Entries on locating named things
⟨

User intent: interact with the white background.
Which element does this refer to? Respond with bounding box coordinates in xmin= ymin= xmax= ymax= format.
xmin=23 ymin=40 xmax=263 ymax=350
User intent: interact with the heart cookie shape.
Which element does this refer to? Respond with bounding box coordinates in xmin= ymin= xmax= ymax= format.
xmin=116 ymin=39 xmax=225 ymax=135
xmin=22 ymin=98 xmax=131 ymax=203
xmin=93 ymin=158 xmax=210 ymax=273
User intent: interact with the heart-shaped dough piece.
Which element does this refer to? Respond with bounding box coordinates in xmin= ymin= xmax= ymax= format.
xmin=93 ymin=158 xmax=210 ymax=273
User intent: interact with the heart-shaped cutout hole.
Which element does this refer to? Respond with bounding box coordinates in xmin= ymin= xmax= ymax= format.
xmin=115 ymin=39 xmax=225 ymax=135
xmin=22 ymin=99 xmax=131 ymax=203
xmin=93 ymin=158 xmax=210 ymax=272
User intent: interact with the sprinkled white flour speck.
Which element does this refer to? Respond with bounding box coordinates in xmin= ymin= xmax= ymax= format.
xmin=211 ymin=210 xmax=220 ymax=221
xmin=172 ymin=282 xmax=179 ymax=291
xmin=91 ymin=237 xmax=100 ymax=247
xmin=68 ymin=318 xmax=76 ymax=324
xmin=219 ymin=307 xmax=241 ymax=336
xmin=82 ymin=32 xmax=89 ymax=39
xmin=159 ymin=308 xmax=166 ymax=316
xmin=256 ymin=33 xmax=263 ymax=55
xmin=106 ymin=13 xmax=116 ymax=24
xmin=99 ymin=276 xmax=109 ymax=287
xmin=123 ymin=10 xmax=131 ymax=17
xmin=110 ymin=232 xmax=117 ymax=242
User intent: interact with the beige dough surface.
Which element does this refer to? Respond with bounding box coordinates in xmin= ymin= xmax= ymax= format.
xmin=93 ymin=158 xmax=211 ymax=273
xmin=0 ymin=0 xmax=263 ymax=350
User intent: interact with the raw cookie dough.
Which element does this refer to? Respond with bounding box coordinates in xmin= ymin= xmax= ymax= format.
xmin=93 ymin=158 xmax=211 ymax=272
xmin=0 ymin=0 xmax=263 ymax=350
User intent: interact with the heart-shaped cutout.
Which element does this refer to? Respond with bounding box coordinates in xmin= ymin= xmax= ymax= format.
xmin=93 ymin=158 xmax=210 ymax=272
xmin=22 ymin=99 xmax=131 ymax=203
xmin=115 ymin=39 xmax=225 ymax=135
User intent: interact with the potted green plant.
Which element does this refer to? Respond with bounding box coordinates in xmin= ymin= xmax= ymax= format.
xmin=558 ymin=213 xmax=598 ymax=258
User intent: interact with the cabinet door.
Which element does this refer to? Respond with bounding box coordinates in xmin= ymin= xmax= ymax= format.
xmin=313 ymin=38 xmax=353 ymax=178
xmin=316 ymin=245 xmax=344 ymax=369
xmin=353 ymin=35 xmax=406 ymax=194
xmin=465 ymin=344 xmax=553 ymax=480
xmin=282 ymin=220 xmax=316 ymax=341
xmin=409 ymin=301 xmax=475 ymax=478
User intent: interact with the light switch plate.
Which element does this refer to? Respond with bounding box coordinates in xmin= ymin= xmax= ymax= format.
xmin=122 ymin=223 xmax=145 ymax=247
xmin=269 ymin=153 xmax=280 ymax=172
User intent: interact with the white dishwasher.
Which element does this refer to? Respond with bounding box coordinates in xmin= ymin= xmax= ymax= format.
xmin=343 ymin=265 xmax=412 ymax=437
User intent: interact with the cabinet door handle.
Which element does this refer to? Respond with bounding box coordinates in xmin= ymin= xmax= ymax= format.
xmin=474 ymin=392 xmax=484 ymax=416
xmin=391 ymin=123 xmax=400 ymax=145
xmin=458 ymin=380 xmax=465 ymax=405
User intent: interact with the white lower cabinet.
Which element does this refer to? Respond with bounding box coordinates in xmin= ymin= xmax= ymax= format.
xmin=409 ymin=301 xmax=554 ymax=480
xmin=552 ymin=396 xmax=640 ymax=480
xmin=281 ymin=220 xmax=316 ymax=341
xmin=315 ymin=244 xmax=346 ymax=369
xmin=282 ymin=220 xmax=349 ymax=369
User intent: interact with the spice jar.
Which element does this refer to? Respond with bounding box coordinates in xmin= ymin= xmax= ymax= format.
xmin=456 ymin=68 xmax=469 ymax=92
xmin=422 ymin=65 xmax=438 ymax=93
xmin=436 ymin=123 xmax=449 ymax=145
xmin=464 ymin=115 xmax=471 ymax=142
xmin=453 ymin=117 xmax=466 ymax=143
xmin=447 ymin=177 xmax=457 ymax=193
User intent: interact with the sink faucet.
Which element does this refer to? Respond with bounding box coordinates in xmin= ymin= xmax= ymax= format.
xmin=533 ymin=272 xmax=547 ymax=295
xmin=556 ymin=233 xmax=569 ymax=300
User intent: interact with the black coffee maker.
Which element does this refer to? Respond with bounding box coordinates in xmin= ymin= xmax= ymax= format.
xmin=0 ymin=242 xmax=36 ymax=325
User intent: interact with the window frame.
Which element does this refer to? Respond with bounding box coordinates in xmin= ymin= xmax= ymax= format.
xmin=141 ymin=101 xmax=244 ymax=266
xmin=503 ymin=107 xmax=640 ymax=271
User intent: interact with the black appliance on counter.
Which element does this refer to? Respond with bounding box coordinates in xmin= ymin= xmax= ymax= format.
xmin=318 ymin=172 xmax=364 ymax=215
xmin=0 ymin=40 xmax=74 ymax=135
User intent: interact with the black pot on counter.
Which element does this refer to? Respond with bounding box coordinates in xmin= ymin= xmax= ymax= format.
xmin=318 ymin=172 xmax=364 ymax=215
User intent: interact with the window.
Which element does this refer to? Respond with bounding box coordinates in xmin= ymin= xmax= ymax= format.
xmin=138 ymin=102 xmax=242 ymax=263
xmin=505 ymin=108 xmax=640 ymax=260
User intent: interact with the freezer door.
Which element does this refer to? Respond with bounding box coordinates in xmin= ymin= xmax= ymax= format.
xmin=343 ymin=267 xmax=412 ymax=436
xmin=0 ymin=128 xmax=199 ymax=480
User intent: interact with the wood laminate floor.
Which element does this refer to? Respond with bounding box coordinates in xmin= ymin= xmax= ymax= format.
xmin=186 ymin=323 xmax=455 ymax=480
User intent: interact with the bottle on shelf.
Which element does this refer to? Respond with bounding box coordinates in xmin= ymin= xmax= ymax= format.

⟩

> [Exercise goal] Print every record above exactly as written.

> [Reply]
User intent: interact with the white background.
Which element does this refer to? Respond with bounding box coordinates in xmin= ymin= xmax= ymax= format.
xmin=23 ymin=40 xmax=263 ymax=350
User intent: interact with the heart cookie shape.
Which element does this refer to? Respond with bounding box coordinates in xmin= ymin= xmax= ymax= format.
xmin=116 ymin=39 xmax=225 ymax=135
xmin=22 ymin=98 xmax=131 ymax=203
xmin=93 ymin=158 xmax=210 ymax=273
User intent: interact with the heart-shaped dough piece.
Which element does this refer to? Respond with bounding box coordinates in xmin= ymin= xmax= ymax= format.
xmin=93 ymin=158 xmax=210 ymax=273
User intent: interact with the heart-shaped cutout hole.
Which element does this refer to? Respond with bounding box coordinates in xmin= ymin= xmax= ymax= format.
xmin=115 ymin=39 xmax=225 ymax=135
xmin=22 ymin=99 xmax=131 ymax=203
xmin=93 ymin=158 xmax=210 ymax=272
User intent: interact with the sprinkled white flour speck.
Which element does this refer to? Respond with bounding box coordinates in xmin= ymin= xmax= ymax= format.
xmin=211 ymin=210 xmax=220 ymax=221
xmin=172 ymin=282 xmax=179 ymax=291
xmin=91 ymin=237 xmax=100 ymax=247
xmin=68 ymin=318 xmax=76 ymax=324
xmin=219 ymin=307 xmax=241 ymax=336
xmin=82 ymin=32 xmax=89 ymax=39
xmin=159 ymin=308 xmax=166 ymax=316
xmin=256 ymin=33 xmax=263 ymax=55
xmin=106 ymin=13 xmax=116 ymax=24
xmin=99 ymin=276 xmax=109 ymax=287
xmin=123 ymin=10 xmax=131 ymax=17
xmin=110 ymin=232 xmax=117 ymax=242
User intent: interact with the beige dough surface.
Which element does this refer to? Respond with bounding box coordinates in xmin= ymin= xmax= ymax= format.
xmin=93 ymin=158 xmax=211 ymax=273
xmin=0 ymin=0 xmax=263 ymax=350
User intent: interact with the raw cookie dough.
Which element does this refer to? Respond with bounding box coordinates in xmin= ymin= xmax= ymax= format.
xmin=93 ymin=158 xmax=211 ymax=272
xmin=0 ymin=0 xmax=263 ymax=350
User intent: interact with the heart-shaped cutout.
Which element does this refer to? Respond with bounding box coordinates in xmin= ymin= xmax= ymax= format.
xmin=93 ymin=158 xmax=210 ymax=272
xmin=22 ymin=99 xmax=131 ymax=203
xmin=115 ymin=39 xmax=225 ymax=135
User intent: interact with the potted green plant.
Which element does this refer to? Respond with bounding box coordinates in xmin= ymin= xmax= ymax= format.
xmin=558 ymin=213 xmax=598 ymax=258
User intent: interact with the cabinet door.
Which element does this refer to? Respond with bounding box coordinates in xmin= ymin= xmax= ymax= format.
xmin=313 ymin=38 xmax=353 ymax=178
xmin=316 ymin=245 xmax=344 ymax=369
xmin=353 ymin=35 xmax=406 ymax=194
xmin=465 ymin=344 xmax=553 ymax=480
xmin=282 ymin=220 xmax=316 ymax=341
xmin=409 ymin=301 xmax=475 ymax=478
User intent: interact with the light switch plate.
Which element does this refer to? Respond with bounding box coordinates in xmin= ymin= xmax= ymax= format.
xmin=122 ymin=223 xmax=145 ymax=247
xmin=269 ymin=153 xmax=280 ymax=172
User intent: interact with the white dishwasher.
Which element does this refer to? Respond with bounding box coordinates in xmin= ymin= xmax= ymax= format.
xmin=343 ymin=265 xmax=412 ymax=437
User intent: interact with the cabinet door handle.
Which element does this refer to? Respond with bounding box coordinates in xmin= ymin= xmax= ymax= format.
xmin=474 ymin=392 xmax=484 ymax=416
xmin=391 ymin=123 xmax=400 ymax=145
xmin=458 ymin=380 xmax=465 ymax=405
User intent: interact with the white lower cabinet.
Which element does this refer to? Respond with bounding box coordinates in xmin= ymin= xmax= ymax= format.
xmin=409 ymin=301 xmax=554 ymax=480
xmin=552 ymin=396 xmax=640 ymax=480
xmin=281 ymin=220 xmax=316 ymax=341
xmin=315 ymin=244 xmax=346 ymax=369
xmin=282 ymin=220 xmax=349 ymax=369
User intent: interact with the spice jar.
Which element does this refer to? Respond with bounding box coordinates in xmin= ymin= xmax= ymax= format.
xmin=456 ymin=68 xmax=469 ymax=92
xmin=422 ymin=65 xmax=438 ymax=93
xmin=436 ymin=123 xmax=449 ymax=145
xmin=464 ymin=115 xmax=471 ymax=142
xmin=453 ymin=117 xmax=466 ymax=143
xmin=447 ymin=177 xmax=457 ymax=193
User intent: interact with the sink faucet.
Which element does this refer to? Respond with bounding box coordinates in xmin= ymin= xmax= ymax= format.
xmin=533 ymin=272 xmax=547 ymax=295
xmin=556 ymin=233 xmax=569 ymax=300
User intent: interact with the black coffee maker.
Which element does this refer to? Respond with bounding box coordinates in xmin= ymin= xmax= ymax= format.
xmin=0 ymin=242 xmax=36 ymax=325
User intent: interact with the window frame.
Which element does this refer to? Respond with bounding box coordinates in xmin= ymin= xmax= ymax= format.
xmin=141 ymin=101 xmax=244 ymax=266
xmin=503 ymin=107 xmax=640 ymax=271
User intent: interact with the black appliance on counter.
Which element does this refer to? Respond with bounding box coordinates in xmin= ymin= xmax= ymax= format.
xmin=318 ymin=172 xmax=364 ymax=215
xmin=0 ymin=40 xmax=74 ymax=135
User intent: interact with the black pot on counter.
Which element does this refer to? Respond with bounding box coordinates in xmin= ymin= xmax= ymax= format.
xmin=318 ymin=172 xmax=364 ymax=215
User intent: interact with the window.
Which element does this refer to? Respond with bounding box coordinates in xmin= ymin= xmax= ymax= format.
xmin=138 ymin=102 xmax=242 ymax=263
xmin=505 ymin=108 xmax=640 ymax=260
User intent: interact with the freezer door.
Which element does this refer to? Respond with bounding box coordinates in xmin= ymin= xmax= ymax= format.
xmin=343 ymin=267 xmax=412 ymax=436
xmin=0 ymin=128 xmax=199 ymax=480
User intent: interact with the wood laminate floor.
Which element does this refer to? Respond with bounding box coordinates in xmin= ymin= xmax= ymax= format.
xmin=186 ymin=323 xmax=455 ymax=480
User intent: interact with the bottle on shelf.
Which element does this refer to? Respond with bounding box coordinates in xmin= ymin= xmax= ymax= format.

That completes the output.